## Texto fornecido:
Palavras no vazio
Os discursos presidenciais de 10 de Junho parecem condenados a ser
meros exercícios de retórica no vazio de uma efeméride que merecia, sem
dúvida, outra celebração mais imaginativa, empenhada e mobilizadora.
Mas talvez nunca como este ano as palavras de Cavaco Silva
terão revelado uma distância tão grande – e patética – da realidade
política nacional.
De que serve apelar a um «entendimento partidário de médio prazo»,
sobre a sustentabilidade da dívida pública e as reformas para estimular a
competiti- vidade económica, quando as condições para esse entendimento
se mostram mais longínquas do que alguma vez estiveram?
Pode argumentar-se, claro, que Cavaco se limita a fazer o que lhe é
permitido, no quadro das suas atribuições, para lembrar aos partidos a
urgente necessidade de um compromisso político. Mas o que se torna
também cada dia mais evidente é que a leitura minimalista e
autodesculpabilizante dos seus poderes acaba por transformar o chefe do
Estado numa desoladora redundância institucional, retirando-lhe
progressivamente a confiança dos portugueses, como atestam as sondagens
mais recentes.
Além disso, o Presidente da República não pode nem deve ignorar as
circunstâncias concretas em que faz esse apelo – ou seja, que ele se
destina a cair em saco roto e em tornar ainda mais vagos, inúteis e
inconsequentes os poderes presidenciais. No limite, se o que parece é,
Cavaco estará sobretudo preocupado em sacudir a água do capote e guardar
para memória futura as propostas e avisos que foi deixando – a exemplo
de outros discursos passados – como se isso servisse para absolvê-lo da
sua impotência política.
Na Guarda, o Presidente afirmou: «O tempo de diálogo que se estende
agora até à discussão do próximo Orçamento do Estado será o mais
indicado para que as forças políticas caminhem no sentido da
concretização do direito à esperança dos portugueses, numa perspectiva
temporal mais ampla, situada além das vicissitudes partidárias ou
cálculos eleitorais. É essa a responsabilidade das forças partidárias».
Ora, tudo isto não passa de uma piedosa abstracção que faz tábua rasa
da crise política cada vez mais acentuada que, em várias frentes, se
vive no país. Cavaco finge que os resultados das últimas eleições
europeias podem ser rasurados do mapa – nomeadamente a pesada derrota da
coligação de direita e a escassa vitória do terceiro partido do chamado
arco da governabilidade, o PS, que, de resto, o precipitou numa grave
convulsão interna sem fim à vista.
Ora numa situação de efervescência e debilidade política dos
protagonistas partidários, com apelos recorrentes à antecipação das
legislativas, como esperar um «tempo de diálogo» que ninguém parece
interessado em promover ou aproveitar?

## Material:
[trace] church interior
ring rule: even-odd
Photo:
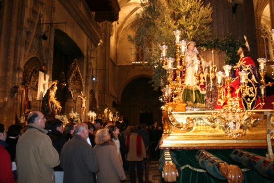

## Tarefa proposta 1:
Segundo o texto sobre o discurso presidencial de 10 de Junho, em que local o Presidente fez a declaração sobre o «tempo de diálogo»?
## Tarefa proposta 2:
Resuma em duas frases o texto sobre o discurso presidencial de 10 de Junho.
## Tarefa proposta 3:
Reproduza o trecho do texto sobre o discurso presidencial de 10 de Junho entre "Pode argumentar-se, claro, que" e "mais recentes.", inclusive.

## Resposta à tarefa 1:
Na Guarda.

## Resposta à tarefa 2:
O texto critica o discurso de 10 de Junho de Cavaco Silva, cujo apelo a um entendimento partidário de médio prazo revela uma distância patética da realidade política nacional. Argumenta que a leitura minimalista dos seus poderes faz do chefe do Estado uma redundância institucional e que o apelo ignora a crise política, incluindo a derrota da coligação de direita nas europeias e a convulsão interna do PS.

## Resposta à tarefa 3:
Pode argumentar-se, claro, que Cavaco se limita a fazer o que lhe é
permitido, no quadro das suas atribuições, para lembrar aos partidos a
urgente necessidade de um compromisso político. Mas o que se torna
também cada dia mais evidente é que a leitura minimalista e
autodesculpabilizante dos seus poderes acaba por transformar o chefe do
Estado numa desoladora redundância institucional, retirando-lhe
progressivamente a confiança dos portugueses, como atestam as sondagens
mais recentes.